• [PROVIDED PASSAGE]:
○ ○ ○ ○

Tuesday, May 01, 2007

Is the Contemplation of the Essence of Beauty the Best or Only Way to Live?

Contemplating the essence of beauty is the best way to live. The essence of beauty coincides with the meaning of extropy – defined as: the extent of a living or organizational system's functional order, vitality, energy, life, experience, and capacity and drive for improvement and growth; or the opposite of entropy – because our mate selection standards and survival mechanisms require it, and our brains are stimulated by such patterns.

Finding the qualities listed above in a mate would greatly increased the odds of species continuation. Therefore, having pattern-recognition systems that can judge beauty in this way was selected. Males store images of many of the females with whom they interact, which, in some internal database, become averaged and serve as a reference point for beauty. Average faces show a healthy mix of genes, indicating that the potential child will have a reduced chance of adverse effects due to inbreeding.

Putricine and cadaverine are smells our noses are specifically equipped to detect. These are chemicals released from rotting biomass, an excellent source of disease and illness. By recognizing these smells and associating them with death and decay (entropy) and the intense desire to no longer experience them, we know to avoid them. Likewise, smelling or viewing a flower allows us to determine its life and energy. Flowers and many other constructs of nature exhibit patterns that humans find pleasing, and have been described mathematically using certain ratios and constants. Nature uses these ratios because they confer some bonus to the organism. We can recognize and appreciate the beauty of the flower because we appreciate its extropy. It would also benefit us to notice particularly healthy and nutritious foods over those less worth our effort.

Whether we have such pattern-recognition systems for these advantages, or if we just utilize them to such ends does not obscure the fact that we use our brains to enjoy art and patterns in nature. Rats living in enriched (elaborate and detailed) and social environments show healthy and robust brains over rats that are isolated and have little stimulation. By giving our brains something to process, we are stimulating and invigorating them, furthering their extropy.

○ ○ ○ ○

Point-per-instance localization data
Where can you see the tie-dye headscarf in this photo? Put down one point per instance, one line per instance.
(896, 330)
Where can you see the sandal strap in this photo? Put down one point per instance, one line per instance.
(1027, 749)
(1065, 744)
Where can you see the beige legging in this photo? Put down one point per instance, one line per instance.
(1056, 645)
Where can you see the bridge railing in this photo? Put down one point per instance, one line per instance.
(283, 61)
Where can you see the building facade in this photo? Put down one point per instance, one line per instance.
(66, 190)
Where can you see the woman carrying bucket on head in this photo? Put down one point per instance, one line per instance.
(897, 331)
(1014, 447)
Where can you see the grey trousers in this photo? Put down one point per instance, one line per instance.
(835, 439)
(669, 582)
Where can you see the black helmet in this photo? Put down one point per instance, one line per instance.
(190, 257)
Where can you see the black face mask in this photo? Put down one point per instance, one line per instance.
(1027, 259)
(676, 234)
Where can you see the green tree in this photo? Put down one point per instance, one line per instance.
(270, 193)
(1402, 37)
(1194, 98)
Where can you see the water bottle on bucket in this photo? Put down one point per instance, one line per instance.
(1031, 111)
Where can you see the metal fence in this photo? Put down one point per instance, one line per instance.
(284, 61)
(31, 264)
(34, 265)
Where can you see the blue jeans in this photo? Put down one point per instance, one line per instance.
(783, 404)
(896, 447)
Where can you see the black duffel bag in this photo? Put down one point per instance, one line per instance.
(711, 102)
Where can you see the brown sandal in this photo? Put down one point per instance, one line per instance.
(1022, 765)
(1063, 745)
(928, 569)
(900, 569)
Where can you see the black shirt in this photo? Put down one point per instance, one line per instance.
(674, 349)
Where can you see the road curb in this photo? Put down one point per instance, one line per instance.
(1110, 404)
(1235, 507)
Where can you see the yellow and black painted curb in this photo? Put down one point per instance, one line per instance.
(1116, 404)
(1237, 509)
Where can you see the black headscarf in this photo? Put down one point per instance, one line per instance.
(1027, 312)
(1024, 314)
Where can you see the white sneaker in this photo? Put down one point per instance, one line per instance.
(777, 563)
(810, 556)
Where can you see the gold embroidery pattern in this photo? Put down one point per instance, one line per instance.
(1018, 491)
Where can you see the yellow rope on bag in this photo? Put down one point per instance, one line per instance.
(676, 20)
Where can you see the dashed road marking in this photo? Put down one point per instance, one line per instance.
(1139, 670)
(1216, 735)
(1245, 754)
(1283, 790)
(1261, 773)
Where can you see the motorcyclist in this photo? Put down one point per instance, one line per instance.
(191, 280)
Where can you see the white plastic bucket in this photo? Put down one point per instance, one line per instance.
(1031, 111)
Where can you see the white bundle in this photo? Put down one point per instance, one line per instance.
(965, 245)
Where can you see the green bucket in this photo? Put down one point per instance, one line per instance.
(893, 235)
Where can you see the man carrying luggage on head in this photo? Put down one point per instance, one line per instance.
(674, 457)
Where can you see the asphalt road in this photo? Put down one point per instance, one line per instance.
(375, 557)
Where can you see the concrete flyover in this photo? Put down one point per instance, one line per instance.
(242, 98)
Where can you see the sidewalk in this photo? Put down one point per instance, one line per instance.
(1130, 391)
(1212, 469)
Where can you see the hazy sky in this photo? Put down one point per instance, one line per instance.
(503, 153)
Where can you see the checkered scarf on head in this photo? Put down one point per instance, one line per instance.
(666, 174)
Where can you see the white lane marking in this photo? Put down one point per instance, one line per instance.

○ ○ ○ ○

• [ACTIONS TO TAKE]:
(a) Decide whether each statement agrees with the essay on beauty, answering yes or no and quoting the deciding words: (i) Males build a reference point for beauty by averaging stored images of females. (ii) Isolated rats with little stimulation show healthier brains than rats in enriched environments. (iii) Putricine and cadaverine are released from rotting biomass.
(b) According to the essay on beauty, what do average faces show?
(c) Rewrite the paragraph of the essay on beauty that begins "Putricine and cadaverine are smells" as a brief list, keeping its main facts.
The items above are separate material and are unrelated to the essay on beauty.

• [ANSWERS FOR THE EXERCISE]:
(a)
(i) Yes: "Males store images of many of the females with whom they interact, which, in some internal database, become averaged and serve as a reference point for beauty."
(ii) No: "Rats living in enriched (elaborate and detailed) and social environments show healthy and robust brains over rats that are isolated and have little stimulation."
(iii) Yes: "These are chemicals released from rotting biomass, an excellent source of disease and illness."

(b) A healthy mix of genes.

(c)
- Our noses are specifically equipped to detect putricine and cadaverine.
- These chemicals come from rotting biomass, an excellent source of disease and illness.
- We associate these smells with death and decay (entropy) and want to stop experiencing them, so we know to avoid them.
- In the same way, smelling or viewing a flower lets us judge its life and energy.
- Flowers and many other natural constructs show pleasing patterns that have been described mathematically with certain ratios and constants.
- Nature uses these ratios because they give the organism some bonus.
- We appreciate a flower's beauty because we appreciate its extropy.
- It would also benefit us to notice especially healthy and nutritious foods over those less worth the effort.